__Wat te doen__. Zet de recensie over ‘Pelléas et Mélisande’ in De Munt voort, aansluitend op de laatste zin.

__Studietekst__.
© Maarten Vanden Abeele

Audi valt in herhaling met terughoudende, koele ‘Pelléas et Mélisande’ in Brussel

De opera ‘Pelléas et Mélisande’ van Claude Debussy opent het seizoen 2008/2009 van De Munt Opera Brussel. Gekozen is voor een nieuwe regie van de voormalige werkgever van de huidige, Brusselse directeur Peter de Caluwe: Pierre Audi. Zo worden ook onze zuiderburen deelgenoot gemaakt van Audi’s modernistisch-realistische regieconcepten.

‘Pelléas et Mélisande’ is de enige voltooide opera van Claude Debussy (1862 – 1918). De temperamentvolle Debussy had geen goed woord over voor andere componisten, want het waren volgens hem imbecielen, die vulgaire troep schreven en verhalen verkrachtten. Zelf wilde Debussy op de meest simpele manier subtiele emoties beschrijven ontdaan van alle versieringen. Het verhaal gaat dat de librettist van ‘Pelléas et Mélisande’ Maurice Maeterlinck in slaap viel, toen Debussy hem de opera voorspeelde en de wereldpremière van de opera in 1902 werd met gefluit en boegeroep ontvangen. Maar ondanks het ontbreken van opvallende, muzikale frasen en traditionele zangpartijen is ‘Pelléas et Mélisande’ een uniek werk met een eenheid van woord en toon en met beelden en kleuren, die een andere, stille levensvorm portretteren.

__Brongegevens__.
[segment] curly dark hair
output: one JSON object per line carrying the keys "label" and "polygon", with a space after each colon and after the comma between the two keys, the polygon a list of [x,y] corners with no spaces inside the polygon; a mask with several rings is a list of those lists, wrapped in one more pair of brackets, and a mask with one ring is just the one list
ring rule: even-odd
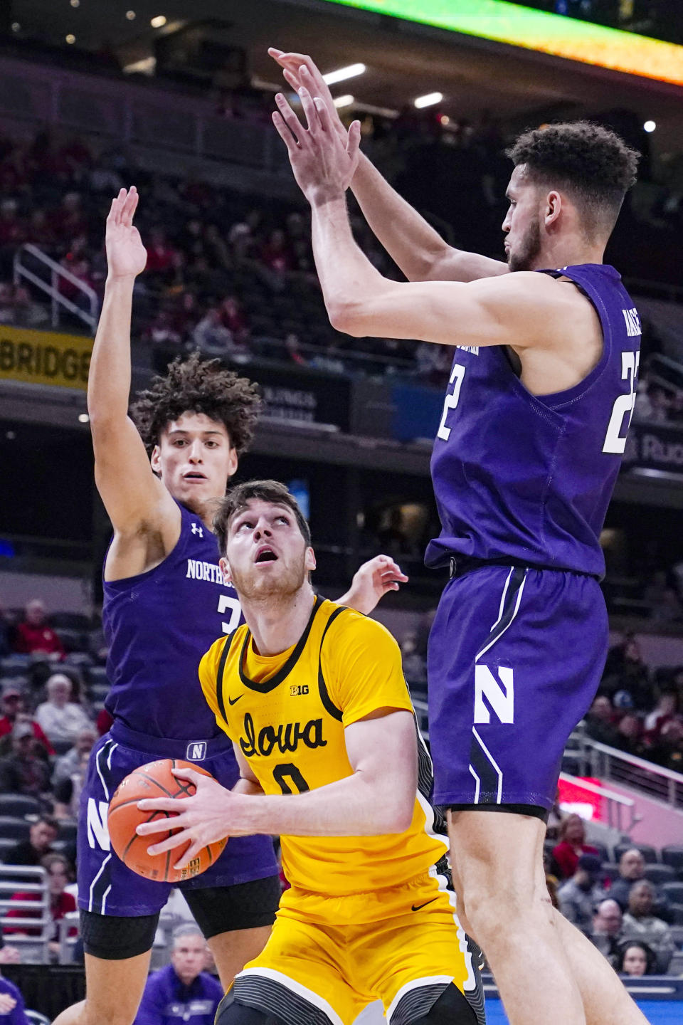
{"label": "curly dark hair", "polygon": [[186,360],[176,357],[165,377],[153,377],[151,386],[131,406],[130,415],[150,455],[167,424],[183,413],[204,413],[223,423],[232,447],[242,455],[251,445],[260,408],[256,384],[226,370],[220,360],[203,360],[193,353]]}
{"label": "curly dark hair", "polygon": [[218,550],[221,556],[225,555],[230,521],[247,508],[252,498],[270,502],[273,505],[285,505],[291,509],[301,531],[301,536],[306,542],[306,547],[310,545],[310,528],[291,491],[288,491],[280,481],[246,481],[244,484],[230,488],[225,497],[220,500],[213,518],[213,532],[218,539]]}
{"label": "curly dark hair", "polygon": [[640,154],[616,132],[590,121],[535,128],[506,150],[531,181],[565,189],[589,234],[611,233],[624,197],[636,180]]}

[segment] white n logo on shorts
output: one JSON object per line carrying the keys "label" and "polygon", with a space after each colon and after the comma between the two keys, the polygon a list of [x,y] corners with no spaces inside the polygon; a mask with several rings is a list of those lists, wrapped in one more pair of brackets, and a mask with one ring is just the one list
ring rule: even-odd
{"label": "white n logo on shorts", "polygon": [[[490,712],[484,704],[484,695],[488,704],[501,723],[514,723],[514,687],[512,669],[498,667],[500,683],[487,665],[474,666],[474,725],[490,723]],[[503,688],[501,687],[503,685]]]}
{"label": "white n logo on shorts", "polygon": [[95,801],[88,797],[88,845],[94,850],[111,850],[110,831],[106,827],[106,813],[110,806],[106,801]]}

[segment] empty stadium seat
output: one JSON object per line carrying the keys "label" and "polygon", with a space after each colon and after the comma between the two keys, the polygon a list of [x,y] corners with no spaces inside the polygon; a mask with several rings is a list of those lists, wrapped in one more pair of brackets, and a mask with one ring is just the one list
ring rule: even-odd
{"label": "empty stadium seat", "polygon": [[0,815],[23,818],[25,815],[40,815],[41,806],[37,797],[22,793],[0,793]]}
{"label": "empty stadium seat", "polygon": [[650,847],[649,844],[617,844],[614,848],[614,861],[620,861],[624,852],[632,851],[634,847],[640,851],[648,865],[656,864],[659,860],[656,848]]}

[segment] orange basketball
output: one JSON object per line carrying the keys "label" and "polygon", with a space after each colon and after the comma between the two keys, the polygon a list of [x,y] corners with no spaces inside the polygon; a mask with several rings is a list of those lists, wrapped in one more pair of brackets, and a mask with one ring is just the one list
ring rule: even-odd
{"label": "orange basketball", "polygon": [[141,822],[154,822],[159,818],[175,818],[175,812],[141,812],[137,802],[143,797],[191,797],[196,786],[186,779],[176,779],[175,769],[194,769],[203,776],[211,776],[206,769],[190,762],[179,758],[160,758],[159,762],[148,762],[145,766],[135,769],[121,781],[110,802],[108,824],[112,847],[121,860],[138,875],[157,883],[182,883],[200,872],[206,871],[221,853],[226,839],[209,844],[193,858],[186,868],[177,871],[173,865],[178,862],[182,853],[189,847],[189,842],[167,851],[165,854],[147,854],[147,848],[153,844],[172,836],[167,832],[155,833],[152,836],[138,836],[135,827]]}

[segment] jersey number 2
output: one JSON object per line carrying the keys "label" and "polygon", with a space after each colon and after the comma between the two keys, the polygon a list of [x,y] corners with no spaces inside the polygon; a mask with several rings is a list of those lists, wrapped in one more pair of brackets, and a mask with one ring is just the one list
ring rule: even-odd
{"label": "jersey number 2", "polygon": [[[626,451],[626,436],[631,424],[631,417],[636,405],[636,377],[640,365],[640,353],[622,353],[622,380],[629,380],[630,391],[628,395],[620,395],[614,400],[612,415],[609,417],[605,443],[602,446],[603,452],[613,452],[616,455],[624,455]],[[624,417],[629,415],[626,432],[622,434]]]}
{"label": "jersey number 2", "polygon": [[441,422],[439,423],[438,430],[436,432],[436,437],[440,438],[442,442],[447,442],[451,437],[451,427],[446,427],[445,418],[449,415],[450,410],[455,409],[458,405],[464,376],[465,367],[461,363],[454,363],[449,383],[455,384],[455,387],[453,392],[449,393],[443,400],[443,415],[441,416]]}

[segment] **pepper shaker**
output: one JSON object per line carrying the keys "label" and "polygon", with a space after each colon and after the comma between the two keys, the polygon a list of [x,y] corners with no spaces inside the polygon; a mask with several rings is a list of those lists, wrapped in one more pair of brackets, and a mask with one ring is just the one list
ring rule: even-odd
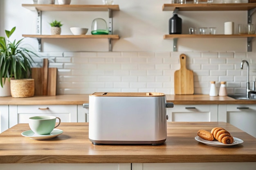
{"label": "pepper shaker", "polygon": [[226,82],[220,82],[219,95],[220,96],[227,96],[227,88],[226,88]]}
{"label": "pepper shaker", "polygon": [[215,86],[215,82],[211,82],[211,86],[210,87],[210,96],[217,96],[218,95],[218,92],[217,91],[216,86]]}

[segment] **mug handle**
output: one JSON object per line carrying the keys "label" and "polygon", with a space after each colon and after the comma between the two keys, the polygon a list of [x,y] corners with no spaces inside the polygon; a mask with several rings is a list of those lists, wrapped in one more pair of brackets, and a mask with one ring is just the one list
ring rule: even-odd
{"label": "mug handle", "polygon": [[60,124],[61,124],[61,118],[60,118],[59,117],[56,117],[56,119],[58,119],[58,125],[54,127],[54,128],[57,128],[58,126]]}

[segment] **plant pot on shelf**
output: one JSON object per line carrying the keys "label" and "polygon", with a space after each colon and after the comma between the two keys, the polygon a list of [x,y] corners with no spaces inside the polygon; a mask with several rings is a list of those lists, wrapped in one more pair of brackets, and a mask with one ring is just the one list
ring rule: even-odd
{"label": "plant pot on shelf", "polygon": [[34,79],[11,80],[11,94],[13,97],[28,97],[34,96]]}
{"label": "plant pot on shelf", "polygon": [[52,35],[60,35],[61,32],[61,29],[57,26],[52,26],[51,27],[51,32]]}
{"label": "plant pot on shelf", "polygon": [[[4,79],[2,78],[3,84]],[[5,79],[5,83],[3,84],[3,87],[0,86],[0,97],[11,96],[11,88],[10,87],[10,82],[8,79]]]}

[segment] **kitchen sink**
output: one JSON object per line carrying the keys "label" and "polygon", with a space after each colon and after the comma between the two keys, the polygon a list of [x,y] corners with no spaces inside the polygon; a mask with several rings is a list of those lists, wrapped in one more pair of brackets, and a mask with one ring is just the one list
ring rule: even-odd
{"label": "kitchen sink", "polygon": [[228,95],[228,97],[232,97],[233,99],[237,99],[238,100],[255,100],[254,99],[250,99],[249,98],[246,98],[246,94],[232,94]]}

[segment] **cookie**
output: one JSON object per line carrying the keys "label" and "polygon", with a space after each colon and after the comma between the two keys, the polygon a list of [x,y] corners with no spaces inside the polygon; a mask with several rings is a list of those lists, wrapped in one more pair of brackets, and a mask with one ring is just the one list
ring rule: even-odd
{"label": "cookie", "polygon": [[218,140],[220,142],[221,142],[222,139],[225,136],[231,136],[229,133],[222,133],[220,135],[218,138]]}
{"label": "cookie", "polygon": [[[220,136],[220,135],[221,135],[223,133],[227,133],[227,134],[230,134],[229,132],[228,132],[225,129],[222,129],[222,130],[218,131],[218,132],[217,132],[217,133],[216,134],[216,137],[215,138],[215,139],[216,139],[218,141],[219,136]],[[220,141],[221,141],[221,139],[220,140]]]}
{"label": "cookie", "polygon": [[207,141],[212,141],[214,139],[212,134],[210,132],[206,130],[198,130],[198,136]]}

__Antwoord__.
Het verhaal gaat over een gedeformeerd gezin, dat langs elkaar heen communiceert in een tijd dat er nog geen kinderbescherming bestond. De regie van de Brusselse voorstelling is zogezegd in handen van Pierre Audi (Beiroet, 1957) en zijn ‘Pelléas et Mélisande’ verschilt nauwelijks van zijn Monteverdi’s ‘Ulisse’, zijn Monteverdi’s ‘Orfeo’, zijn Monteverdi’s ‘Poppea’, zijn Monteverdi’s ‘Madrigalen’, Rameau’s ‘Castor et Pollux’ van het vorige, Amsterdamse seizoen. Ronddraaiende stellages met trappen, een choreografische personenregie zonder theatraal doel, functie of expressie, en zangers die iets anders doen dan de boventiteling vertelt. Audi wil de menselijkheid van de personages naar voren halen, nabijheid creëren en identificatie van de toeschouwer met de scène bewerkstelligen en af en toe lukt dat zelfs, zoals in de finale van de derde akte tussen Yniold en Golaud en in de tweede scène van de vierde akte tussen Arkel en Mélisande. Maar over het algemeen blijft deze ‘Pelléas et Mélisande’ terughoudend en koel.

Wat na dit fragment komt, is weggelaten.